After reading the data, copy it out in full and exactly.

DATA:
※

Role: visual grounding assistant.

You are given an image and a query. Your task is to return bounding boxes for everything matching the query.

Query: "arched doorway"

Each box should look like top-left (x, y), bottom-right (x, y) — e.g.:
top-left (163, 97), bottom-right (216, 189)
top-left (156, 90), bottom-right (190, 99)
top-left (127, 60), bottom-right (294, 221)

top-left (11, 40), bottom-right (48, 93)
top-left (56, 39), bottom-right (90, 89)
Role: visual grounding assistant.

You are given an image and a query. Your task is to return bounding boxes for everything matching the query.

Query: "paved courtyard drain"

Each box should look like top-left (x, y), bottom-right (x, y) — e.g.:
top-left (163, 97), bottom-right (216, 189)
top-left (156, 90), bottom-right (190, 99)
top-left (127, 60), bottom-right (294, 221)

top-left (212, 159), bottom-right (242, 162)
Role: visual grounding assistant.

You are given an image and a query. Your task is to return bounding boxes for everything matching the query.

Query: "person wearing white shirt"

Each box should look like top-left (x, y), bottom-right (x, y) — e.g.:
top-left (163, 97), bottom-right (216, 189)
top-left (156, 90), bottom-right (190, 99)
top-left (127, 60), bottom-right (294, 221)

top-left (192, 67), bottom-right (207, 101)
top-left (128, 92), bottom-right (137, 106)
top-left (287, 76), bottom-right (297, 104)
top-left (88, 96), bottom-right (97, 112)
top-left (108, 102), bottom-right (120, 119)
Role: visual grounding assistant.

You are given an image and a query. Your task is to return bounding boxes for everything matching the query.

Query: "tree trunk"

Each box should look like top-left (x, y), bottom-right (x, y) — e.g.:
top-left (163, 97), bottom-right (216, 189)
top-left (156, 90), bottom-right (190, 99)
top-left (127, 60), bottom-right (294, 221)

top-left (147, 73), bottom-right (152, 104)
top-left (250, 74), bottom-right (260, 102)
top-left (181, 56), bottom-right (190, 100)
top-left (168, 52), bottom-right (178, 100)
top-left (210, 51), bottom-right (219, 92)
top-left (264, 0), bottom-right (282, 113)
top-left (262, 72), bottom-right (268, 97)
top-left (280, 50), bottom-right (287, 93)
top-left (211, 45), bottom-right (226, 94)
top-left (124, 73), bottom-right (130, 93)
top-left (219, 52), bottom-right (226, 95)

※

ANSWER TO THIS PROBLEM:
Role: visual grounding assistant.

You are given an image and a query. Your task is to return bounding boxes for everything matching the query.

Query: "arched doorway"

Each box should look like top-left (x, y), bottom-right (x, y) — e.g.:
top-left (163, 97), bottom-right (216, 189)
top-left (156, 90), bottom-right (190, 99)
top-left (127, 60), bottom-right (294, 221)

top-left (11, 40), bottom-right (48, 93)
top-left (56, 39), bottom-right (90, 89)
Role: visual grounding assistant.

You are given an image and a query. Your task is to return bounding boxes for everything matching the query.

Query: "paved courtyard drain"

Each box should look like top-left (x, y), bottom-right (x, y) — e.g.:
top-left (163, 97), bottom-right (216, 189)
top-left (156, 90), bottom-right (190, 99)
top-left (127, 60), bottom-right (294, 221)

top-left (212, 159), bottom-right (242, 162)
Role: visual grounding assistant.

You are given an image and a query. Your task is to return bounding boxes for everything matching the query.

Query: "person wearing white shirt"

Each box should look like top-left (x, y), bottom-right (x, y) — e.g.:
top-left (163, 97), bottom-right (216, 189)
top-left (156, 90), bottom-right (190, 99)
top-left (127, 60), bottom-right (294, 221)

top-left (192, 67), bottom-right (207, 101)
top-left (128, 92), bottom-right (137, 106)
top-left (287, 76), bottom-right (297, 104)
top-left (88, 96), bottom-right (97, 112)
top-left (108, 102), bottom-right (120, 119)
Role: visual grounding assistant.

You are given an image and a query. Your task is to return bounding boxes for everything matching the query.

Query: "tree trunk"

Each box should look like top-left (x, y), bottom-right (x, y) — e.g.:
top-left (163, 97), bottom-right (216, 189)
top-left (156, 90), bottom-right (190, 99)
top-left (127, 60), bottom-right (294, 221)

top-left (147, 73), bottom-right (152, 104)
top-left (250, 74), bottom-right (260, 102)
top-left (181, 56), bottom-right (190, 100)
top-left (168, 52), bottom-right (178, 100)
top-left (210, 51), bottom-right (219, 92)
top-left (264, 0), bottom-right (282, 113)
top-left (262, 72), bottom-right (268, 97)
top-left (280, 50), bottom-right (287, 93)
top-left (211, 45), bottom-right (226, 94)
top-left (124, 73), bottom-right (130, 93)
top-left (219, 52), bottom-right (226, 95)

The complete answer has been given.